Locate every line in the records that contains the string "image", matching case exactly, and copy each such line in full.

★ ★ ★ ★ ★ ★ ★

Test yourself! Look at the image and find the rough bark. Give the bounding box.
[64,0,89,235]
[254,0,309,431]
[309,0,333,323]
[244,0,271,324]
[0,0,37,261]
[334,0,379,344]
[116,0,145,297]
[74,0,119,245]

★ ★ ★ ★ ★ ★ ★

_WRITTEN REPLY_
Test yourself! Look at the image and find the rough bark. Give the bounding box.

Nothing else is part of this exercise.